DATA EXCERPTS
#####
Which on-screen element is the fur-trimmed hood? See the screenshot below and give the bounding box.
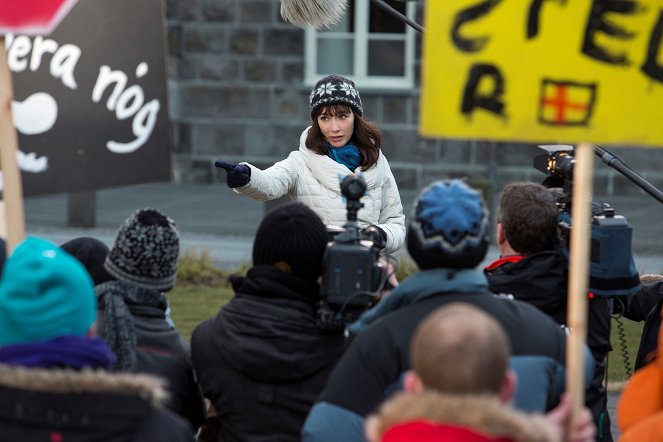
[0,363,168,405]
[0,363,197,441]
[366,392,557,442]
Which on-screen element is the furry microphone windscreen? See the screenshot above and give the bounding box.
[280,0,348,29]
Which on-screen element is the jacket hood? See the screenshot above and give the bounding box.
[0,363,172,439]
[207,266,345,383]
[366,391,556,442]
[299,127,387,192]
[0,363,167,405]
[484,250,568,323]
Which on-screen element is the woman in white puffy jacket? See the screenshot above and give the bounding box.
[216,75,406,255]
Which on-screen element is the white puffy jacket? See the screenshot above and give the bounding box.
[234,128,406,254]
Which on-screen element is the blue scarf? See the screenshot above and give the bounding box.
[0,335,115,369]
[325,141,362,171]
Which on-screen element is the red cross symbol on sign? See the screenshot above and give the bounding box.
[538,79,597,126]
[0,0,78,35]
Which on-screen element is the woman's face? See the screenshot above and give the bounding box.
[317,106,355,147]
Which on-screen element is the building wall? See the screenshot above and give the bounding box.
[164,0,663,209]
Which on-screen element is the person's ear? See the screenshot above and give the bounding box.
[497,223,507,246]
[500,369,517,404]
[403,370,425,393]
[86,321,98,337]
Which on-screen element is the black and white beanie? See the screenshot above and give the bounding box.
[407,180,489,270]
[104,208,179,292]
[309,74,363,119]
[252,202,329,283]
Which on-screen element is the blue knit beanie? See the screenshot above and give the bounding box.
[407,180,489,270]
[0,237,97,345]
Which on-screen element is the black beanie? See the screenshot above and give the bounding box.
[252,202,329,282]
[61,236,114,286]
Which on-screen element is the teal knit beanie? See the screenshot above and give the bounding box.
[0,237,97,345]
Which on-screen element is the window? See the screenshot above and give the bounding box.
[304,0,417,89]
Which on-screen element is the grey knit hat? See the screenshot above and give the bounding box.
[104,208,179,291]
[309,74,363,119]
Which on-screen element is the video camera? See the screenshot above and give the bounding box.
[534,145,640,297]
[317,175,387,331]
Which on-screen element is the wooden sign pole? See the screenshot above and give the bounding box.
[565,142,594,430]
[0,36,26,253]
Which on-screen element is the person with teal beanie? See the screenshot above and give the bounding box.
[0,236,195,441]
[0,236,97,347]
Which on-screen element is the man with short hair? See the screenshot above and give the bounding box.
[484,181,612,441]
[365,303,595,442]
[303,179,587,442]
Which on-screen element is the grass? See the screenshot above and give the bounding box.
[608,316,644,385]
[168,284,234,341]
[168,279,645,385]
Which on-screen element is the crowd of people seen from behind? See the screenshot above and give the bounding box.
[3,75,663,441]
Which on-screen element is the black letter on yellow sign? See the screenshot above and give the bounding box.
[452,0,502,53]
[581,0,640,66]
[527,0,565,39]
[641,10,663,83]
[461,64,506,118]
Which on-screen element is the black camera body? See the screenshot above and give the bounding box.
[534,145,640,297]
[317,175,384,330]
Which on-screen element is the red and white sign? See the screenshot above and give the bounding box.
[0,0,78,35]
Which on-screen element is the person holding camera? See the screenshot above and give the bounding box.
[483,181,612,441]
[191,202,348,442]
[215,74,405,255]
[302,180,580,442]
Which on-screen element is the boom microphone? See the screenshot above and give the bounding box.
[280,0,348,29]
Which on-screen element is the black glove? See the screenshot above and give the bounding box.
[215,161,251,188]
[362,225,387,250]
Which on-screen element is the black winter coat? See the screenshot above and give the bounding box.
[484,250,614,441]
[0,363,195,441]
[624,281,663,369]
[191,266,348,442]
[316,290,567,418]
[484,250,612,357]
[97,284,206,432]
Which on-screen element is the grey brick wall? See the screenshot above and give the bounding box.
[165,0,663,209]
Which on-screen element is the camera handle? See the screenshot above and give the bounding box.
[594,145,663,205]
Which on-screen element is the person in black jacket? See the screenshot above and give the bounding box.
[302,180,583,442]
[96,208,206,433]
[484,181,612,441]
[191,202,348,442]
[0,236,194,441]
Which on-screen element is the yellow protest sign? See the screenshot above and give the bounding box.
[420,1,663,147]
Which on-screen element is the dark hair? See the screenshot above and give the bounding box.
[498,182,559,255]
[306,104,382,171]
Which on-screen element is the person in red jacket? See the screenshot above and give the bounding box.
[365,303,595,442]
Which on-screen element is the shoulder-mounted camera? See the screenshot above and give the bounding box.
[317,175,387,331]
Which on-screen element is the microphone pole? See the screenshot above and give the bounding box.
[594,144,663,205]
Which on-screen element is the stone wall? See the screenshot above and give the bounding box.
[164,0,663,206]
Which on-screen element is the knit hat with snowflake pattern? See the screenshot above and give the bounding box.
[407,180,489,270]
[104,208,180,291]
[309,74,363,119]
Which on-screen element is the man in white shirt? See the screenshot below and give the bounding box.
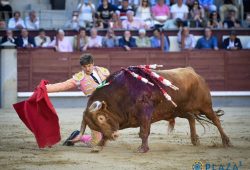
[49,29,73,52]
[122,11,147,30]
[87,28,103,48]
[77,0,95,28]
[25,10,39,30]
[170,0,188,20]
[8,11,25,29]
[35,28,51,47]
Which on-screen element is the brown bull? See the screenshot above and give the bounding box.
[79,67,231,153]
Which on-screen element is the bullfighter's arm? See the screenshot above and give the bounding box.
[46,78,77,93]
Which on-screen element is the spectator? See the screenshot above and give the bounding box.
#####
WORK REQUEST
Copy the data verbatim, skipping any image it holds.

RESPONSE
Which on-screen element is the fur-trimmed hood? See the screenshot below and give the bounding box.
[0,363,168,405]
[0,363,197,441]
[366,392,557,442]
Which on-screen element is the furry microphone windscreen? See the screenshot above and give the bounding box.
[280,0,348,29]
Which on-screen element is the jacket hood? See the screenshot above and give the bounding box.
[0,363,172,439]
[207,266,345,383]
[366,391,556,442]
[299,127,387,192]
[0,363,167,405]
[484,250,568,323]
Which on-screen element is the woman in white puffy jacket? See the screenshot above and give the bounding box.
[216,75,406,255]
Which on-screen element is the white puffy jacket? See the screenshot above and give the bounding box.
[234,128,406,254]
Which on-screen element is the blue scarf? See the screenshot above and give the bounding box.
[0,335,115,369]
[325,141,362,171]
Which on-screen element is the red cross symbol on sign? See the screenshot above and give the bounding box.
[538,79,597,126]
[0,0,78,35]
Which on-screen element is the woman's face? See the screenshot above and give the bounding box.
[317,106,355,147]
Which on-screen element is the building wall? See the screenshot above and give the bounding box.
[164,0,663,209]
Which on-screen element is the person's ear? See the screenshot above and give the bounding box.
[497,223,507,246]
[500,369,517,404]
[403,370,425,393]
[86,321,98,337]
Which on-screen element is the black and white beanie? See the screenshot above and give the bounding box.
[407,180,489,270]
[104,208,179,292]
[309,74,363,119]
[252,202,329,283]
Which on-screen element is the blue knit beanie? See the screenshot above and give the bounding box.
[407,180,489,270]
[0,237,97,345]
Which on-screen element is the black beanie? See the screenshot above and give the bounding box.
[252,202,329,282]
[61,236,114,286]
Which on-screen element is the teal knit beanie? See the screenshot above and give the bounding box.
[0,237,97,345]
Which on-screen element is the window? See the screenshot above and give the bounding box.
[304,0,417,89]
Which on-screen element is the grey knit hat? See the screenshot above and give the bounding box.
[104,208,179,291]
[309,74,363,119]
Which on-screen element is the video camera? See the screenshot above and give the bounding box.
[534,145,640,297]
[317,175,387,331]
Which on-screen element is the wooden sign pole? See the screenshot above and give the bounding box.
[565,142,594,430]
[0,36,26,253]
Which on-screen element is the person with teal beanie? See the screenshot above and give the bounding box.
[0,236,195,441]
[0,236,97,347]
Which on-screen element is the man with short hair? See the screenshot above and give the bounding box.
[484,181,612,441]
[365,303,595,442]
[303,179,587,442]
Which on-screen element is the grass? See the screenshot above and give the bounding box.
[608,316,644,385]
[168,284,234,341]
[168,279,645,385]
Which on-screen element is the crowd of people seen from behind? See the screenshot above and give the bounding box.
[3,75,663,441]
Which on-screen element is the black letter on yellow sign? See the screenshot above and give the bounding box.
[452,0,502,53]
[581,0,640,66]
[527,0,565,39]
[641,10,663,83]
[461,64,506,118]
Which on-screen element is the black camera body? See the screenshot above and give the bounding box.
[534,145,640,297]
[317,175,384,330]
Which on-screen element is the red and white sign? See the screenshot above and give the bounding box.
[0,0,78,35]
Which on-screen element is the person holding camera? See the screenshot above and give the bounding box.
[483,181,612,441]
[191,202,348,442]
[215,74,405,255]
[302,180,580,442]
Which on-screen element is the boom microphone? See the screenshot above and give the bounding box.
[280,0,348,29]
Which on-screen element is the black glove? See the screenshot above and give the bounding box.
[215,161,251,188]
[362,225,387,250]
Which on-screen element is the black winter coat? See the screenshot above and give the bounding box.
[484,250,614,441]
[0,363,195,441]
[624,281,663,369]
[191,266,348,442]
[316,290,567,418]
[484,250,612,357]
[97,284,206,432]
Which on-screen element is the grey brick wall? See the screenshot above and give the bounding box.
[165,0,663,209]
Which on-screen element is the camera handle? See the screenshot above and give the bounding box.
[594,145,663,205]
Which on-screen element is the person in black jacket? See the screenshot above and give the bounding box.
[302,180,583,442]
[96,208,206,433]
[484,181,612,441]
[191,202,348,442]
[0,236,194,441]
Which on-screen element is the yellow protest sign? See the screenshot above and give the bounding box.
[420,1,663,147]
Which on-screen element is the dark hair? See the screenshot above and give the bounding box.
[498,182,559,255]
[306,104,382,171]
Which on-screen element is the person in red jacket? See the screenshot above and give the bounding box.
[365,303,595,442]
Which on-screen element is the shoulder-mounted camera? See the screenshot above and give the bounding box.
[317,175,387,331]
Which on-screen element is the microphone pole? See the screenshot above and give the bounding box.
[594,144,663,205]
Which on-screen element is the stone wall? See the screenshot above and give the bounding box.
[164,0,663,206]
Which on-screen element is the knit hat with snowflake pattern? See the screenshot above and give the bounding box.
[407,180,489,270]
[104,208,180,291]
[309,74,363,119]
Which on-screen element is the man in white shirt? See the screenshot below and give the bounding box.
[49,29,73,52]
[122,11,147,30]
[87,28,103,48]
[77,0,95,28]
[25,10,39,30]
[170,0,188,20]
[8,11,25,29]
[35,28,51,47]
Which on-screen element is the brown bull? See the screenshot above and give the bounding box.
[79,67,231,153]
Which on-screen element is the bullfighter's arm? See the screenshot above and give the bounding box.
[46,78,77,93]
Which on-screen element is the spectator? See the screenshot above and give the bounding box.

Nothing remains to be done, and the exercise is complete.